- _Problem to solve_
Quote all of the data below exactly, please.
* start Task data *
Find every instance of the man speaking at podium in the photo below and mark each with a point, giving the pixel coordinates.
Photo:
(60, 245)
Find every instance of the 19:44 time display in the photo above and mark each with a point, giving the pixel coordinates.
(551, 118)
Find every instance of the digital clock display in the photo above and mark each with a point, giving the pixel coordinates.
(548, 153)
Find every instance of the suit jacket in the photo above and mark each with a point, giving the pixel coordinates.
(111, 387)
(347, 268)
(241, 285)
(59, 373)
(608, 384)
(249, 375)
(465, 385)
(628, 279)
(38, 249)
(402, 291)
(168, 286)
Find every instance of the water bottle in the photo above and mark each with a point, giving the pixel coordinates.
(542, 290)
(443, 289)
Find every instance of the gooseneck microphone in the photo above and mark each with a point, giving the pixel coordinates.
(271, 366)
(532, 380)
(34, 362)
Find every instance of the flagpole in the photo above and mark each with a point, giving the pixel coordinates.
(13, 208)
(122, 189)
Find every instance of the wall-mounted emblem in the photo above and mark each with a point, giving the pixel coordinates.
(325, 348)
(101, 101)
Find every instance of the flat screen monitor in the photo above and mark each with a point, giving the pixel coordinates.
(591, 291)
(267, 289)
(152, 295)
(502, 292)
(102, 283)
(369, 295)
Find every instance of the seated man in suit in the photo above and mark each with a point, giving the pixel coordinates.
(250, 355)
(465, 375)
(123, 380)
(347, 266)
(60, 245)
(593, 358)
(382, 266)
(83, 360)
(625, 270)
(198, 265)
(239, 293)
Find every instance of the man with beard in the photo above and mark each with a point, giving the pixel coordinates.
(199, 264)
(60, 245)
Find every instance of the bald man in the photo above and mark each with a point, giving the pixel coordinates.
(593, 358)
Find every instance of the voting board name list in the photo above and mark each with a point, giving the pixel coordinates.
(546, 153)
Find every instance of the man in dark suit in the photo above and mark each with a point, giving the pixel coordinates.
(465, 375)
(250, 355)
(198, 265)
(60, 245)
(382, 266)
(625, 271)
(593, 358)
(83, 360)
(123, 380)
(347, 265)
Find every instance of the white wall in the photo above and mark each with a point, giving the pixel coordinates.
* end Task data *
- _Task solution_
Find every instance of the man speaking at podium in the photo below and mark each with a point, giving the pixel coordinates.
Photo:
(60, 245)
Find every instance of the 19:44 time display in the photo above and mark each with a point, giving the pixel coordinates.
(551, 118)
Find every instance of the digital clock display in the photo above and mark each with a point, giving the pixel coordinates.
(548, 153)
Find every instance of the suit jacket in the photo above and mark each with a point, giving the pixel coordinates.
(111, 387)
(347, 268)
(241, 285)
(59, 373)
(608, 384)
(249, 375)
(465, 385)
(628, 279)
(38, 249)
(402, 291)
(168, 286)
Find every instance of the water bottle in the photo above and mark each with a point, giving the pixel coordinates.
(542, 290)
(443, 289)
Find every instance of the gooseneck microphone in the photo above and mark each with a point, giving the pixel coordinates.
(271, 366)
(532, 380)
(34, 362)
Find every instance of the flagpole in the photo above and mark each with a point, giving the pixel coordinates.
(13, 208)
(122, 189)
Find every instance of the wall-mounted emblem in the photo above and mark each with a point, giving the pixel coordinates.
(325, 348)
(101, 101)
Find every instance of the flat screen monitor in the photo above and mark each with a point, giving the pixel coordinates.
(591, 291)
(267, 289)
(152, 295)
(502, 292)
(102, 283)
(369, 295)
Find every instance of the seated man in suit in the photo above and mark each with a point, giving the pixel coordinates.
(250, 355)
(465, 375)
(123, 380)
(347, 266)
(60, 245)
(593, 358)
(382, 266)
(83, 360)
(625, 270)
(198, 265)
(239, 293)
Find every instance of the man with beard in the photo above and mark each with a point, giving the pixel coordinates.
(199, 264)
(60, 245)
Find every instance of the bald man in the photo above and mark each with a point, giving the pixel coordinates.
(593, 358)
Find every instance of the voting board name list in the photo above and mark each with a point, giving the pixel coordinates.
(546, 153)
Find every instance of the man in dark suit in the photo above and mark each with a point, giving the pixel coordinates.
(465, 375)
(250, 355)
(198, 265)
(60, 245)
(382, 266)
(625, 271)
(593, 358)
(83, 360)
(123, 380)
(347, 265)
Find every instance of the white wall in the photo above and mark each with a point, giving the pixel coordinates.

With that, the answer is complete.